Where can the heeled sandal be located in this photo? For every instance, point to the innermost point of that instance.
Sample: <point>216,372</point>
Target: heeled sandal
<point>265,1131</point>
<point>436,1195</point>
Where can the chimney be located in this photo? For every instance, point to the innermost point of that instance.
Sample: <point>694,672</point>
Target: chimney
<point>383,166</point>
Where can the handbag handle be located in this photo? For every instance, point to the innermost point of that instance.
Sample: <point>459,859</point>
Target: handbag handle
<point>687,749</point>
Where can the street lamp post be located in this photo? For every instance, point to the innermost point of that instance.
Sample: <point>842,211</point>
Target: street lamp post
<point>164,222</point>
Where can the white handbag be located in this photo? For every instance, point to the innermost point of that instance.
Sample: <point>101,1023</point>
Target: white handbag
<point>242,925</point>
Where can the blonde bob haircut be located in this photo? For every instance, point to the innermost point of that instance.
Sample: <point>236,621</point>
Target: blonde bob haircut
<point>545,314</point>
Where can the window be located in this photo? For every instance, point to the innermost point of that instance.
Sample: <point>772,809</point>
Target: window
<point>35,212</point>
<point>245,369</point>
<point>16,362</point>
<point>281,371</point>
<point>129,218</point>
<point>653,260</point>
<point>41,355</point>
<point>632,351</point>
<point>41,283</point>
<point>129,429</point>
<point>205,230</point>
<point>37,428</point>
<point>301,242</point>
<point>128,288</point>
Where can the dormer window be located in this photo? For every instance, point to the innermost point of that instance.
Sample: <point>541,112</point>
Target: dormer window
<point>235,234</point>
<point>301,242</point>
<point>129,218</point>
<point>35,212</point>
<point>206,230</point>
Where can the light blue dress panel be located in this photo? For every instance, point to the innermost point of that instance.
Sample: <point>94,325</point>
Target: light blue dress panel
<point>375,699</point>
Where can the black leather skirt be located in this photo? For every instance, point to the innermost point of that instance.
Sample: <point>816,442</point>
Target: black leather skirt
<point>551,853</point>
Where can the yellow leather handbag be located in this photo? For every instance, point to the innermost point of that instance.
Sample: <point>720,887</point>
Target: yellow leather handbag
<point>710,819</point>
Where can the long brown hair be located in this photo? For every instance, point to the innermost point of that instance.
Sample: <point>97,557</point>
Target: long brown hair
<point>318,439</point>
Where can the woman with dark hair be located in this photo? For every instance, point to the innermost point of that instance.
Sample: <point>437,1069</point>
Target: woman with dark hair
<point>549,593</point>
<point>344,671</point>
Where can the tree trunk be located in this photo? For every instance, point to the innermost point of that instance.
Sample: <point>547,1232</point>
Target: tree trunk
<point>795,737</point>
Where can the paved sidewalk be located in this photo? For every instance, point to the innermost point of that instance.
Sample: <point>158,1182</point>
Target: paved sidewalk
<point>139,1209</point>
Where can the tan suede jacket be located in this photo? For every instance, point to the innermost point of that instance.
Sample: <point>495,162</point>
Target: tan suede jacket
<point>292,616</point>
-*-*-
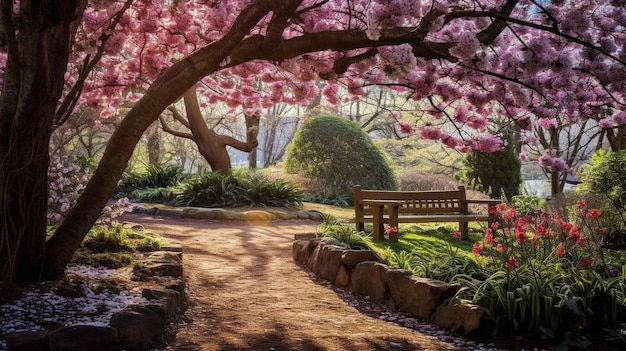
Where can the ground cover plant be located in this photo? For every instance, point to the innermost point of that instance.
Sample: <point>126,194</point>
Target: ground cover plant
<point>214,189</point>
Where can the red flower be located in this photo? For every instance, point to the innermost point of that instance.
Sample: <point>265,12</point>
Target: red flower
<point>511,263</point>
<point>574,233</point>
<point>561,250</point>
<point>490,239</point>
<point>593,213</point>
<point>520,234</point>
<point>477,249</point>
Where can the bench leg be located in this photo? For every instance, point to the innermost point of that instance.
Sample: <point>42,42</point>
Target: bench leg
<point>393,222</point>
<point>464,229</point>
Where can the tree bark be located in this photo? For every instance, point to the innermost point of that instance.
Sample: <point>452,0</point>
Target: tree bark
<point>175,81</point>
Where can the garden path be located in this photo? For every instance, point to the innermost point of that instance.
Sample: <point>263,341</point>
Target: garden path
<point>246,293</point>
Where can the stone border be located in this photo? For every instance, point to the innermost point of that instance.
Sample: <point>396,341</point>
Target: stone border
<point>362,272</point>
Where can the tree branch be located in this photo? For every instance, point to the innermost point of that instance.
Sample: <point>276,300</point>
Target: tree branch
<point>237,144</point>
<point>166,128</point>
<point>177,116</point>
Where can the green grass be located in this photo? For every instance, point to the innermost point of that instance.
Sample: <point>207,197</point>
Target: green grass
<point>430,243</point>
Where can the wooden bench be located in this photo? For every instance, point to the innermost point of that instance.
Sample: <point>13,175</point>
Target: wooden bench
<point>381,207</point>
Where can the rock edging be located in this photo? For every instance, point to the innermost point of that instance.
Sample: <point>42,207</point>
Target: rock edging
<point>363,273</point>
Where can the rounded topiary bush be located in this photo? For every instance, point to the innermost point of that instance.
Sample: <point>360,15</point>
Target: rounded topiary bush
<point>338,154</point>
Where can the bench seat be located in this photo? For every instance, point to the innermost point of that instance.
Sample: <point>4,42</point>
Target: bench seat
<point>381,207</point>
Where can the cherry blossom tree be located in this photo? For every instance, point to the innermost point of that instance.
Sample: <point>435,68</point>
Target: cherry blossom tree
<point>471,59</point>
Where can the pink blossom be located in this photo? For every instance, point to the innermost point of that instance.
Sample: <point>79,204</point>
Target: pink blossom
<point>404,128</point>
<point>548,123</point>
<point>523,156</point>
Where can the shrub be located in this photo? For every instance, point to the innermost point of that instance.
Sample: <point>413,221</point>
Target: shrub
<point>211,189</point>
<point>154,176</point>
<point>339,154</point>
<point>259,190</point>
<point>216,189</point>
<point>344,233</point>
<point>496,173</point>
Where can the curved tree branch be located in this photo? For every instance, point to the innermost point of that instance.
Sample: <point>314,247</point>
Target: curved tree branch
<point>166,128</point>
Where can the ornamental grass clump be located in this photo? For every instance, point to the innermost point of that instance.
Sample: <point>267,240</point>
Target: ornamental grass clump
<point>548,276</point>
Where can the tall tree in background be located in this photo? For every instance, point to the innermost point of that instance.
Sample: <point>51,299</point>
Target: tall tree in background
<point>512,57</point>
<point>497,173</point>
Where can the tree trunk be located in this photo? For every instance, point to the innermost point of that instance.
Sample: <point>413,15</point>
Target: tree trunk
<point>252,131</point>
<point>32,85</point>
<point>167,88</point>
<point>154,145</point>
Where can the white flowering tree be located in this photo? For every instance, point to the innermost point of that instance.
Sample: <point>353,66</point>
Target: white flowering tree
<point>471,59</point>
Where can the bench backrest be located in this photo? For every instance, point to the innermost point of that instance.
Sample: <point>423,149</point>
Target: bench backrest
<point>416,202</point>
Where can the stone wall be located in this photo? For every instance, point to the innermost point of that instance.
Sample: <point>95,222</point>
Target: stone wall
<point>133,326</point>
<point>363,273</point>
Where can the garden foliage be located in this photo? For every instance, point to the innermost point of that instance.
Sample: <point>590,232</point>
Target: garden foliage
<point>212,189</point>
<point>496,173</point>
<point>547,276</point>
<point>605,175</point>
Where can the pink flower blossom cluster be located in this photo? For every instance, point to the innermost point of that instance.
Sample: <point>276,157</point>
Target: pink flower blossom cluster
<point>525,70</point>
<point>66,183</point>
-*-*-
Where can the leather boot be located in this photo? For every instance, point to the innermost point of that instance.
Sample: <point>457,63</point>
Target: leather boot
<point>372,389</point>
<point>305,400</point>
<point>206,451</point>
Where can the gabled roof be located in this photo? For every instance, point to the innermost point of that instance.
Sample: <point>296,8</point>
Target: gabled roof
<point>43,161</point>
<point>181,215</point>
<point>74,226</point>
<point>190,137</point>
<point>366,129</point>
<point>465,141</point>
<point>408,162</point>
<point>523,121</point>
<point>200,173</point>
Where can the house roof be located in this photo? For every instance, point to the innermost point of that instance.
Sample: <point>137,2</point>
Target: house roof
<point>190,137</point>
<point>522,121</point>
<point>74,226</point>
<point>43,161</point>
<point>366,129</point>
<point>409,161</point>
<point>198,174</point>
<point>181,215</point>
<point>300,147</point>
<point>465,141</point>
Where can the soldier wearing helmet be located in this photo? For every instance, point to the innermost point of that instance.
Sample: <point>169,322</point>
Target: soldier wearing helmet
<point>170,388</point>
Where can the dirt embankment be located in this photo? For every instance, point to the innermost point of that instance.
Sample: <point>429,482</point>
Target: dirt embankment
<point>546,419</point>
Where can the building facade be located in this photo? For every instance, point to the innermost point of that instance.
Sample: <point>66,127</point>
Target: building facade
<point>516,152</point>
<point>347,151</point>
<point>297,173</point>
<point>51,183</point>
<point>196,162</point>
-*-*-
- _Exercise goal_: Write out, word for word, the lines from the one containing "Where can the building" through the one containing "<point>196,162</point>", both included.

- _Full output_:
Where can the building facade be located in this photo? For every instance, point to the innermost point of that instance.
Sample: <point>66,127</point>
Target: building facade
<point>516,152</point>
<point>347,151</point>
<point>297,173</point>
<point>51,183</point>
<point>196,162</point>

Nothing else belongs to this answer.